:: What needs to be done ::
Pull out each line in the rows below that contains the word "overcast". Case matters.

......

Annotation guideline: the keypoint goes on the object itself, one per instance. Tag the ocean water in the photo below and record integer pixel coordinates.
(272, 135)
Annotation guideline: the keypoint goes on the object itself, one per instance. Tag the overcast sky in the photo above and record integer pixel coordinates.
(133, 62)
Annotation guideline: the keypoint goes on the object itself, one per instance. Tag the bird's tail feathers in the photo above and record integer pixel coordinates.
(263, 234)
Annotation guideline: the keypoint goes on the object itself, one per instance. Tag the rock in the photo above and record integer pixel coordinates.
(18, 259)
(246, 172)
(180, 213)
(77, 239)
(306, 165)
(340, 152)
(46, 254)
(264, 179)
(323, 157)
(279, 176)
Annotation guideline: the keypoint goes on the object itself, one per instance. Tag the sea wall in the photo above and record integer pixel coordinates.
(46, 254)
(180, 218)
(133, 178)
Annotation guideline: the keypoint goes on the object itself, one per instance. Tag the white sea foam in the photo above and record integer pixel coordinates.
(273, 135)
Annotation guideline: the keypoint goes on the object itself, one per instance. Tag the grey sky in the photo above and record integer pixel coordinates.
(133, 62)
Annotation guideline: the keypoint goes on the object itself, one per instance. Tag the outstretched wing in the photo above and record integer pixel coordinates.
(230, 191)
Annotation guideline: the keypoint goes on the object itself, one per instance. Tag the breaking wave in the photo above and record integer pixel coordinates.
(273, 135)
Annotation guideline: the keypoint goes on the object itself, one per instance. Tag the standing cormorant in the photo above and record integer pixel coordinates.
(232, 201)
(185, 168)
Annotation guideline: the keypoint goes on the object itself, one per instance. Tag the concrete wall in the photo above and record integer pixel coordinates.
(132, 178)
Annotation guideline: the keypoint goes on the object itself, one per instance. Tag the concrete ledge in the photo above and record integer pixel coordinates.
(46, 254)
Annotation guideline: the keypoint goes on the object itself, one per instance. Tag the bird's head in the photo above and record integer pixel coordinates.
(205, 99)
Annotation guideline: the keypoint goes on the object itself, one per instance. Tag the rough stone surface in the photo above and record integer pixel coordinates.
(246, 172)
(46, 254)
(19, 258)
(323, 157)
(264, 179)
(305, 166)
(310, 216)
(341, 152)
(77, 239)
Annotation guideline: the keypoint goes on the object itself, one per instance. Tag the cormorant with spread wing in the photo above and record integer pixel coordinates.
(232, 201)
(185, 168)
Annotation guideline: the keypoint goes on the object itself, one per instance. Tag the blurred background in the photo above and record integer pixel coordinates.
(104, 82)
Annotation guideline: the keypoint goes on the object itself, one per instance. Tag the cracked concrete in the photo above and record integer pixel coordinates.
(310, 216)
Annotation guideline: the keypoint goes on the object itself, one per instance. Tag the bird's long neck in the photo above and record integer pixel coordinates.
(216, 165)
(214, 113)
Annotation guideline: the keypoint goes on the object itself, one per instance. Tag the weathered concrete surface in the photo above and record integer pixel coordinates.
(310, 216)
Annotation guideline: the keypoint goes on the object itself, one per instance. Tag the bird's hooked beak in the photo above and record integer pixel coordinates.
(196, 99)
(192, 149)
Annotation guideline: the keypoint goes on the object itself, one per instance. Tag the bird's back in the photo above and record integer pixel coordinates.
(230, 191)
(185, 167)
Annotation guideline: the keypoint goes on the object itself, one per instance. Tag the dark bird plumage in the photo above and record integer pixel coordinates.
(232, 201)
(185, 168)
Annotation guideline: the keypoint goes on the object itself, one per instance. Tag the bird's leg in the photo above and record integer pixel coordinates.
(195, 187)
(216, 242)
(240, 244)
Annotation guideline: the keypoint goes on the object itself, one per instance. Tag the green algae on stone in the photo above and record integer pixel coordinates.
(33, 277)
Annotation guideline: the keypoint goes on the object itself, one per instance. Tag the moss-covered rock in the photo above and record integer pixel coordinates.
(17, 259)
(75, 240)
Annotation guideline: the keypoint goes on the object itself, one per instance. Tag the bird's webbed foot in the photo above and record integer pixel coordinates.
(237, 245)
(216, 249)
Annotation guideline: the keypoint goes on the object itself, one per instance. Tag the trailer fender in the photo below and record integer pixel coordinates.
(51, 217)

......

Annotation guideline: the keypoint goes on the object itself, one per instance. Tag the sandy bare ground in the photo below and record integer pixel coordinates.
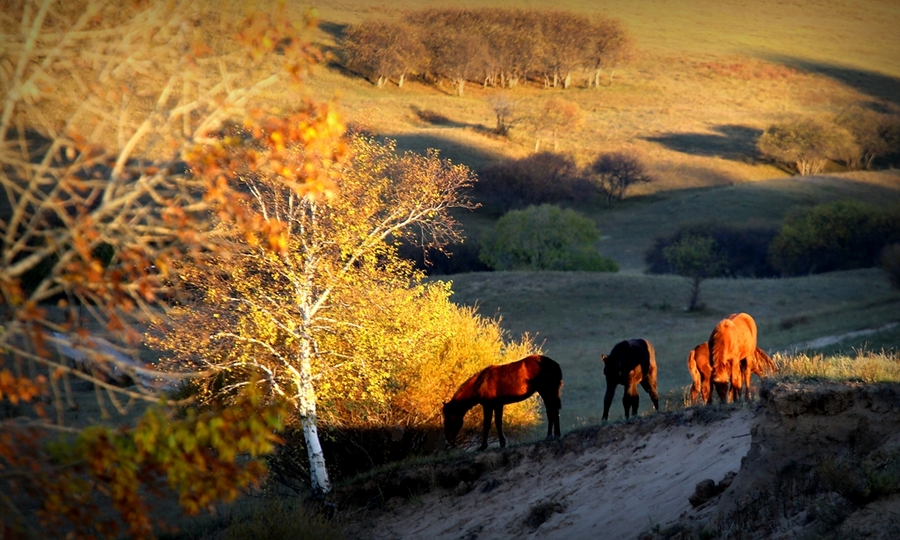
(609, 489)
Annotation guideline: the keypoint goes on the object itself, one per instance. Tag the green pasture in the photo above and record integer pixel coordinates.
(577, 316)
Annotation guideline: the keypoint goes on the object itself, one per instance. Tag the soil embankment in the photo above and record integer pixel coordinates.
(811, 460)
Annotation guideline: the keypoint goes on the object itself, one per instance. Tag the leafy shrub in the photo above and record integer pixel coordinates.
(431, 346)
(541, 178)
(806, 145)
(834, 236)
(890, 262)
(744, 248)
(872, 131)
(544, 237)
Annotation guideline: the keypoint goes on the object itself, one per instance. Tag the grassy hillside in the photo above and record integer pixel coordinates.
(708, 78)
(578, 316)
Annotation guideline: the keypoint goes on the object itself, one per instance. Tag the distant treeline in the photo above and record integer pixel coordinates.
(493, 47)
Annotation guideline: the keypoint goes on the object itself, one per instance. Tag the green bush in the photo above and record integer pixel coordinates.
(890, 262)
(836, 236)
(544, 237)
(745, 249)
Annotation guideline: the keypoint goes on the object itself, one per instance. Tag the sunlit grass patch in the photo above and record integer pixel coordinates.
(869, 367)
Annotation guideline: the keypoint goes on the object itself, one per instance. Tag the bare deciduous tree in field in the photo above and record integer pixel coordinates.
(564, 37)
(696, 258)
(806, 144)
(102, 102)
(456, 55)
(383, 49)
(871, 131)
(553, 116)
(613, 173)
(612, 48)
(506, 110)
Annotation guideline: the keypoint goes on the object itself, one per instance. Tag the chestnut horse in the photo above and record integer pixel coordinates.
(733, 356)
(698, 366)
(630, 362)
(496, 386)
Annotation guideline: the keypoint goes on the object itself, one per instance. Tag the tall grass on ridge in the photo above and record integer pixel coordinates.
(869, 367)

......

:: Output for this exercise ::
Annotation guideline: the keypoint goes on the object itself, one per instance. Tag the overcast sky in the photo above and record integer pixel coordinates.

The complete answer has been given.